• _Passage to read_:
BEGIN

From Personalized Medicine To Personalized Diet Plans

First Posted: Apr 25, 2017 05:00 AM EDT

The completion of human genome project has revolutionized mankind's understanding of the probable causes and implications of genetic variations in human beings. On the one hand, it helped in developing better strategies for diagnosis and treatment of chronic diseases on population level. On the other hand, it could help in the development of personalized medicines for better clinical outcomes against chronic diseases like cancer. But that is the past.

Recent research studies have proved that obesity is the main factor that instigates the occurrence of many chronic diseases including diabetes and cancer. Therefore, most contemporary biomedical research studies are focused on the prevention of obesity, and hence all the diseases associated with it.

Apart from devising suitable anti-obesity pharmaceutical formulations and diet plans, scientists are also trying to comprehend how the genetic variations in human beings is limiting the effectivity of these anti-obesity diet plans and drugs. Silvia Berciano from Tufts University in Massachusetts presented her research findings on the same topic at the Experimental Biology Conference, which is in progress in Chicago, News Medical reported.

END

• _Tasks to complete_:
(a) In the article on personalized diet plans, in which city is the Experimental Biology Conference taking place?
(b) Extend the article on personalized diet plans beyond its final sentence.

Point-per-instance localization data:
BEGIN

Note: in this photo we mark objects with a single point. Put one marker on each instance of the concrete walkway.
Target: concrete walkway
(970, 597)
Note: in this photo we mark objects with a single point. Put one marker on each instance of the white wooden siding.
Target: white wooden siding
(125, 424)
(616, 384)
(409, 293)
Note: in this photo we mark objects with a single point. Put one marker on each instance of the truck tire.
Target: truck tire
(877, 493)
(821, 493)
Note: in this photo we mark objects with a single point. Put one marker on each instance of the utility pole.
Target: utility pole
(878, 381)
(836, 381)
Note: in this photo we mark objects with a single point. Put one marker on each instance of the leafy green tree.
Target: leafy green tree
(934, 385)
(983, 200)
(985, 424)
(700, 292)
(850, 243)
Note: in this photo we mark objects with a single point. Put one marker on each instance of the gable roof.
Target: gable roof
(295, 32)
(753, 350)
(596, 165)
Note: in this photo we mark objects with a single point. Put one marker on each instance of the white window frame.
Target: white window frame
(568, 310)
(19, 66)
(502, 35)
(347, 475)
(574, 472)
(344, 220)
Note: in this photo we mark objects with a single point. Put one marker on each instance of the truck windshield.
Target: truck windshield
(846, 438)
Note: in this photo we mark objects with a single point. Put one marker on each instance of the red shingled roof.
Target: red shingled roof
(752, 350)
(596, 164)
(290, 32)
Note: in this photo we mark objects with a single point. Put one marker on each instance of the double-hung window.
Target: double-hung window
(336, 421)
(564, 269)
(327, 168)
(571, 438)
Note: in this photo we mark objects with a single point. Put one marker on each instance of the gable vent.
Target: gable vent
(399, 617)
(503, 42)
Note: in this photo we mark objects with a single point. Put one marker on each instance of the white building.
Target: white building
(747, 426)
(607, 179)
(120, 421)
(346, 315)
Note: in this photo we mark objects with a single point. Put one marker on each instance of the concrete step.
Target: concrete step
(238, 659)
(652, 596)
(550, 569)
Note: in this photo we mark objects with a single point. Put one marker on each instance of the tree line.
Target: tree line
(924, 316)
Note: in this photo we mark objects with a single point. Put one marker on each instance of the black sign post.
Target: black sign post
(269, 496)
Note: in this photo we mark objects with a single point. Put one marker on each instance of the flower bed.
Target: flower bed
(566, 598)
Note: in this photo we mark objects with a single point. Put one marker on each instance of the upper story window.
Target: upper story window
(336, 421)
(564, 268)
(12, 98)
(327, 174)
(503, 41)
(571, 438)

END

• _Solved tasks_:
(a) Chicago

(b)
Though genetic role in causing eating disorders viz. anorexia and bulimia have already been elucidated, the exact roles genes in peronal dietary preferences remained unexplored yet. Berciano and her team conducted a "nutrigenomics" survey on the possible correlations between the genetic makeup, physiology and food habits of 818 individuals of European descent. They found that certain genes had a profound influence on the food choices and eating patterns of these individuals, News Max Health reported.

They pinpointed the influence of genetic variations in obesity-related genes and oxytocin receptor genes on the vegetable and fiber-rich food intake and intake patterns of fat-rich foods and salt, respectively. These findings could explain the variation in physiological outcomes of anti-obesity diet plans. Furthermore, it could also provide the most plausible explanation regarding the non-adherence of diet plans in certain individuals.

The researchers propose that genetic analysis of individuals, especially those who have a family history of obesity, can help in prescribing compatible dietary plans. These personalized diet plans are more likely to prevent obesity in future.